* **GOAL**
Reproduce every one of the lines below word for word, keeping them in their original order.

* **SUPPLIED DATA**
——————
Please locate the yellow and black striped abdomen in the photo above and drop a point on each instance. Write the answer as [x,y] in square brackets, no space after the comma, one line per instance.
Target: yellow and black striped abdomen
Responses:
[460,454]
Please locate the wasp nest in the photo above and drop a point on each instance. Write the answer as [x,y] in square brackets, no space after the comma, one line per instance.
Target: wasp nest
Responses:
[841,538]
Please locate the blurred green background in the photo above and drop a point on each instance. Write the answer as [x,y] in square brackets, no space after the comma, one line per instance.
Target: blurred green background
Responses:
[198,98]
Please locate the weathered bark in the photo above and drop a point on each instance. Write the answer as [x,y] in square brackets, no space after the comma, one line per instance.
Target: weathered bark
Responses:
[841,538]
——————
* **EXERCISE RESPONSE**
Please locate the yellow and black striped abdomen in the photo above and drop a point on each instance. Write the answer as [x,y] in square brackets, no space after the comma, one line per instance.
Target: yellow and black striped abdomen
Responses:
[460,454]
Please locate the wasp nest in the photo above and drop a point on each instance. Write the answer as [x,y] in square brackets, no space after the comma, one line per instance.
Target: wasp nest
Responses:
[841,538]
Please locate the blurred green background in the photo above and drop a point on each instance. Write the answer as [x,y] in square brackets, no space after the comma, one line per instance.
Target: blurred green background
Responses:
[198,98]
Please locate the weathered bark in the photo above and drop a point on each instance. Write the answer as [x,y] in square brackets, no space after the comma, one line per instance.
Target: weathered bark
Responses:
[841,538]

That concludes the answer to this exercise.